◆ **Your task**: Retype the entries in full.

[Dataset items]
——
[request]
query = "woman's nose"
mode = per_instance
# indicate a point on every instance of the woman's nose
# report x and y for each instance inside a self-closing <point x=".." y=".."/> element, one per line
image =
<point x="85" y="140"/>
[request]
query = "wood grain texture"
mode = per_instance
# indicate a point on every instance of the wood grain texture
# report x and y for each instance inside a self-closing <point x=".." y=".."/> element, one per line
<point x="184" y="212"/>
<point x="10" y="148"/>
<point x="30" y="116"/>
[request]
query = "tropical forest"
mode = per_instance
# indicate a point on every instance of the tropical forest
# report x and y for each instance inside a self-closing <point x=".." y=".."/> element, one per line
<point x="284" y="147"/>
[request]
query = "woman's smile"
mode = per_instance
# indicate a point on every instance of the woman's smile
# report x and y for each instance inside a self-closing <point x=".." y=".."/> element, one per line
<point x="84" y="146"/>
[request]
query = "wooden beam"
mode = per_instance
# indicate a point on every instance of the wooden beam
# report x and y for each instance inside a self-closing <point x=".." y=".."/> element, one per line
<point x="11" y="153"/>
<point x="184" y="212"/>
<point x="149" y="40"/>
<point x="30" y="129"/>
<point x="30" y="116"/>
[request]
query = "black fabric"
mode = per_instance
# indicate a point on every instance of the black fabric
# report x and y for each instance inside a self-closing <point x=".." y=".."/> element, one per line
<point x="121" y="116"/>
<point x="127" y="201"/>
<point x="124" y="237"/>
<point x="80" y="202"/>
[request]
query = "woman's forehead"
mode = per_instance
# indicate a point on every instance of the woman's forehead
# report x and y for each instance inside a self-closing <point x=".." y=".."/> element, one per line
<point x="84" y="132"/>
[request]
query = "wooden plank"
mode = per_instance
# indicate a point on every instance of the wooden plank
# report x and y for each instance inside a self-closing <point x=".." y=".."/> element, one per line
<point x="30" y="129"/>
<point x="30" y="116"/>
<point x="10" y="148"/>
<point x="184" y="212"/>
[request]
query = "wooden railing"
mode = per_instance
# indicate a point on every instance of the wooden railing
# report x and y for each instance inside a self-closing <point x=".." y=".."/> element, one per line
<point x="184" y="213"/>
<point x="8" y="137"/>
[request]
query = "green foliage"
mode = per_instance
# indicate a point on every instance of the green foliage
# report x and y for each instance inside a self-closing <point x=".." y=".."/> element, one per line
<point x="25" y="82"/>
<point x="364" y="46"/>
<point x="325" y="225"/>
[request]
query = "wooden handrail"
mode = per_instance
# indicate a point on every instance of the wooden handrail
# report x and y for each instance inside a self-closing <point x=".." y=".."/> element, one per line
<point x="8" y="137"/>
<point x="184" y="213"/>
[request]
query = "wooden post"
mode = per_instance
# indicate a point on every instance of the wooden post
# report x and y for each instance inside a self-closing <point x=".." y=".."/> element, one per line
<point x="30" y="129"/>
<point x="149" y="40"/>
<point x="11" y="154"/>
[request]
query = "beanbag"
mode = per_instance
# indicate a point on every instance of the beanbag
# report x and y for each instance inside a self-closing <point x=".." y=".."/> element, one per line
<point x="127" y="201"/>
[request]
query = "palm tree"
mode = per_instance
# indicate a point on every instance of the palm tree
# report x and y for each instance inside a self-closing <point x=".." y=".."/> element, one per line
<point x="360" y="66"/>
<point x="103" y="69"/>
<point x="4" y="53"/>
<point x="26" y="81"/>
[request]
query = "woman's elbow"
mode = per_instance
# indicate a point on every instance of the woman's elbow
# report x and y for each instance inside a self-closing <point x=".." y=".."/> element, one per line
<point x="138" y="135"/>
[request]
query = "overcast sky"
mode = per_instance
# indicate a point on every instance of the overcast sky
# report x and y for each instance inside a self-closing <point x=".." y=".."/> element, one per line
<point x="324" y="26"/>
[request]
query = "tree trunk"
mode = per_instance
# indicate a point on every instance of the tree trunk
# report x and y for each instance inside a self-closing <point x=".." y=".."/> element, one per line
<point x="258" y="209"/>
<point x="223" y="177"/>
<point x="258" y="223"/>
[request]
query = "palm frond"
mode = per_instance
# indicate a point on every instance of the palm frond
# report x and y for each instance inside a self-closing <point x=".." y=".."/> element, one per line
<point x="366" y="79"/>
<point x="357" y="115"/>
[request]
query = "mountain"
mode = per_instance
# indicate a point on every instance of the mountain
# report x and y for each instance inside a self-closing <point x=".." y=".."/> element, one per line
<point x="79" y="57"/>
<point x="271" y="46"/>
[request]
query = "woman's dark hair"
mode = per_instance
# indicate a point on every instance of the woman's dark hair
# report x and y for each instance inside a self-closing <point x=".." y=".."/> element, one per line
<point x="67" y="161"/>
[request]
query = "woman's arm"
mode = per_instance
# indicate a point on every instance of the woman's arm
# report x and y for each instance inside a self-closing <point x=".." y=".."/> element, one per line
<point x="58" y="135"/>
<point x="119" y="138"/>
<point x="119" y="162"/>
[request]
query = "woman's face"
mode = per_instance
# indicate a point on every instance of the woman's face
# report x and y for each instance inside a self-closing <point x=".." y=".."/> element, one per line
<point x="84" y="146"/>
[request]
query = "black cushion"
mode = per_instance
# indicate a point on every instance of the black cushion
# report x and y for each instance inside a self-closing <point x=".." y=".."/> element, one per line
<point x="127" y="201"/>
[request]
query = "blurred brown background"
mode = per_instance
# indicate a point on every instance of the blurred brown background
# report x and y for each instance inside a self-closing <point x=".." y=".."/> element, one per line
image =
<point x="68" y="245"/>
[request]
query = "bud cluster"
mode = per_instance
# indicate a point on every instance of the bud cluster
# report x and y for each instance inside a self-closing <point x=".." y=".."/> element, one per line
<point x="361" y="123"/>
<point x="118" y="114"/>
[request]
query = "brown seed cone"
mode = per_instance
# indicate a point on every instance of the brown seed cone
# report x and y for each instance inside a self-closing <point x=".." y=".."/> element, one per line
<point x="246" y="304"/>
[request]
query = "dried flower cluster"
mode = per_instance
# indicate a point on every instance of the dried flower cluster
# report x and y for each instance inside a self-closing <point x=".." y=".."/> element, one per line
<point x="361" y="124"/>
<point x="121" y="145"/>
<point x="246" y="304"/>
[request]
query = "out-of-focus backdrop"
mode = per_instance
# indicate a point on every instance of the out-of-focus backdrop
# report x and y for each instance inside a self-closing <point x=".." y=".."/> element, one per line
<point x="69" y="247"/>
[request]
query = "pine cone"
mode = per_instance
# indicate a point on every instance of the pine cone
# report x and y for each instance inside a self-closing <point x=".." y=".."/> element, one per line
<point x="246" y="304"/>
——
◆ **Result**:
[request]
query = "woman's nose"
mode = per_instance
# indicate a point on every instance of the woman's nose
# report x and y for each instance inside a self-closing <point x=".." y=".."/> element, one per line
image =
<point x="85" y="140"/>
[request]
query = "wood grain texture"
mode = per_instance
# indicate a point on every instance of the wood grain texture
# report x and y for each instance inside a self-closing <point x=".." y=".."/> element, one per line
<point x="184" y="212"/>
<point x="10" y="148"/>
<point x="30" y="116"/>
[request]
query = "tropical forest"
mode = per_instance
# indicate a point on every instance of the tropical forest
# report x and y for each instance inside a self-closing <point x=".." y=".."/> element, one per line
<point x="284" y="147"/>
[request]
query = "woman's smile"
mode = per_instance
# indicate a point on every instance of the woman's smile
# report x and y for each instance inside a self-closing <point x=".." y=".."/> element, one per line
<point x="84" y="146"/>
[request]
query = "wooden beam"
mode = per_instance
# indicate a point on every instance of the wooden beam
# report x and y for each instance inside a self-closing <point x=".." y=".."/> element, one per line
<point x="11" y="153"/>
<point x="184" y="212"/>
<point x="149" y="40"/>
<point x="30" y="129"/>
<point x="30" y="116"/>
[request]
query = "black fabric"
mode = per_instance
# indicate a point on every instance of the black fabric
# report x and y for each instance inside a self-closing <point x=".." y=".."/> element, one per line
<point x="121" y="116"/>
<point x="127" y="201"/>
<point x="124" y="237"/>
<point x="80" y="202"/>
[request]
query = "woman's forehead"
mode = per_instance
# indicate a point on every instance of the woman's forehead
# report x and y for each instance inside a self-closing <point x=".." y=".."/> element, one per line
<point x="84" y="132"/>
[request]
query = "wooden plank"
mode = per_instance
# indicate a point on every instance of the wooden plank
# report x and y for each instance inside a self-closing <point x=".." y=".."/> element, one per line
<point x="30" y="129"/>
<point x="30" y="116"/>
<point x="10" y="148"/>
<point x="184" y="212"/>
[request]
query = "wooden railing"
mode = per_instance
# indicate a point on every instance of the wooden railing
# report x and y for each instance inside a self-closing <point x=".." y=".."/> element, one per line
<point x="184" y="213"/>
<point x="8" y="137"/>
[request]
query = "green foliage"
mode = per_instance
# indicate a point on every instance of the green foliage
# report x and y for each instance inside a self-closing <point x=".." y=".."/> element, one per line
<point x="25" y="82"/>
<point x="364" y="46"/>
<point x="325" y="225"/>
[request]
query = "wooden handrail"
mode = per_instance
# indicate a point on every instance of the wooden handrail
# report x and y for each instance inside a self-closing <point x=".." y=".."/> element, one per line
<point x="8" y="137"/>
<point x="184" y="213"/>
[request]
query = "wooden post"
mode = per_instance
# indicate a point on every instance of the wooden post
# report x and y for each instance inside a self-closing <point x=".." y=".."/> element, one per line
<point x="30" y="129"/>
<point x="149" y="40"/>
<point x="11" y="154"/>
[request]
query = "beanbag"
mode = per_instance
# indicate a point on every instance of the beanbag
# report x and y for each instance inside a self-closing <point x=".." y=".."/> element, one per line
<point x="127" y="201"/>
[request]
query = "palm tree"
mode = per_instance
# indicate a point on every instance of the palm tree
# report x and y for each instance inside a self-closing <point x=".." y=".."/> element, one per line
<point x="360" y="66"/>
<point x="103" y="69"/>
<point x="4" y="53"/>
<point x="26" y="81"/>
[request]
query = "woman's elbow"
mode = per_instance
# indicate a point on every instance of the woman's elbow
# report x and y for each instance inside a self-closing <point x=".." y=".."/> element, one per line
<point x="138" y="135"/>
[request]
query = "overcast sky"
mode = per_instance
# indicate a point on every instance of the overcast sky
# report x and y for each instance inside a self-closing <point x=".." y=".."/> element, one per line
<point x="324" y="26"/>
[request]
query = "tree trunk"
mode = per_instance
# indicate a point on every instance of the tree trunk
# report x and y for each instance inside a self-closing <point x=".." y=".."/> element, one per line
<point x="258" y="209"/>
<point x="223" y="177"/>
<point x="258" y="223"/>
[request]
query = "palm frond"
mode = per_instance
# indicate a point on every instance of the palm frond
# report x and y for each instance inside a self-closing <point x=".." y=".."/> element, one per line
<point x="366" y="79"/>
<point x="357" y="115"/>
[request]
query = "mountain"
mode = per_instance
# indicate a point on every instance of the mountain
# report x and y for each instance inside a self-closing <point x=".." y=".."/> element, one per line
<point x="79" y="57"/>
<point x="271" y="46"/>
[request]
query = "woman's dark hair"
mode = per_instance
# indicate a point on every instance of the woman's dark hair
# report x and y for each instance inside a self-closing <point x=".." y=".."/> element, one per line
<point x="67" y="161"/>
[request]
query = "woman's arm"
mode = per_instance
# indicate a point on every instance of the woman's arm
# report x and y for each instance inside a self-closing <point x=".." y=".."/> element, one per line
<point x="58" y="135"/>
<point x="119" y="138"/>
<point x="119" y="162"/>
[request]
query = "woman's face"
mode = per_instance
# indicate a point on every instance of the woman's face
# report x and y for each instance inside a self-closing <point x=".." y=".."/> element, one per line
<point x="84" y="146"/>
[request]
query = "black cushion"
mode = per_instance
# indicate a point on every instance of the black cushion
# report x and y for each instance inside a self-closing <point x=".." y=".."/> element, one per line
<point x="127" y="201"/>
[request]
query = "blurred brown background"
mode = per_instance
# indicate a point on every instance of the blurred brown background
# report x and y for each instance inside a self-closing <point x=".." y=".."/> element, one per line
image =
<point x="68" y="245"/>
[request]
query = "bud cluster"
mode = per_instance
# indicate a point on every instance of the bud cluster
# report x and y for each instance inside a self-closing <point x=".." y=".."/> element, one per line
<point x="361" y="123"/>
<point x="118" y="114"/>
[request]
query = "brown seed cone"
mode = per_instance
# indicate a point on every instance of the brown seed cone
# report x and y for each instance inside a self-closing <point x=".." y=".."/> element, one per line
<point x="246" y="304"/>
[request]
query = "dried flower cluster"
mode = per_instance
# indicate a point on every instance of the dried flower cluster
# report x and y for each instance inside a self-closing <point x=".." y=".."/> element, one per line
<point x="361" y="124"/>
<point x="121" y="145"/>
<point x="246" y="304"/>
[request]
query = "out-of-focus backdrop"
mode = per_instance
# indicate a point on every instance of the out-of-focus backdrop
# report x and y for each instance inside a self-closing <point x=".." y=".."/> element, one per line
<point x="69" y="247"/>
[request]
query = "pine cone"
mode = per_instance
# indicate a point on every instance of the pine cone
# report x and y for each instance inside a self-closing <point x=".." y=".."/> element, one per line
<point x="246" y="304"/>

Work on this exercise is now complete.